◆ Source extract
- German: Peter Voss, der Millionendieb
- Directed by: Georg Jacoby
- Written by: Georg Jacoby Robert Liebmann
- Based on: Peter Voss, Thief of Millions by Ewald Gerhard Seeliger
- Produced by: Paul Davidson
- Starring: Harry Liedtke; Paul Otto; Mady Christians;
- Cinematography: Frederik Fuglsang
- Production company: PAGU
- Distributed by: UFA
- Release date: 1921;
- Running time: 420 minutes
- Country: Germany
- Languages: Silent German intertitles

= Peter Voss, Thief of Millions (1921 film) =

1921 film

Peter Voss, Thief of Millions or The Man Without a Name (German: Der Mann ohne Namen) is a 1921 German silent adventure film directed by Georg Jacoby and starring Harry Liedtke, Paul Otto, and Mady Christians. It was released in six separate parts. A number of such serials were made during the early Weimar Republic, including Joe May's The Mistress of the World.

◆ What is needed
Write out the film article from "Peter Voss, Thief of Millions or" to "of the World.", swapping "six" for "seven".

◆ Supplied data
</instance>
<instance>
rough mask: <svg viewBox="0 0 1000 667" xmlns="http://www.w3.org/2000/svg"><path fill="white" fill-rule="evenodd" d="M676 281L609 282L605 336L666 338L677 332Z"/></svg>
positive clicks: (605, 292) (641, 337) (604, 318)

◆ Response area
Peter Voss, Thief of Millions or The Man Without a Name (German: Der Mann ohne Namen) is a 1921 German silent adventure film directed by Georg Jacoby and starring Harry Liedtke, Paul Otto, and Mady Christians. It was released in seven separate parts. A number of such serials were made during the early Weimar Republic, including Joe May's The Mistress of the World.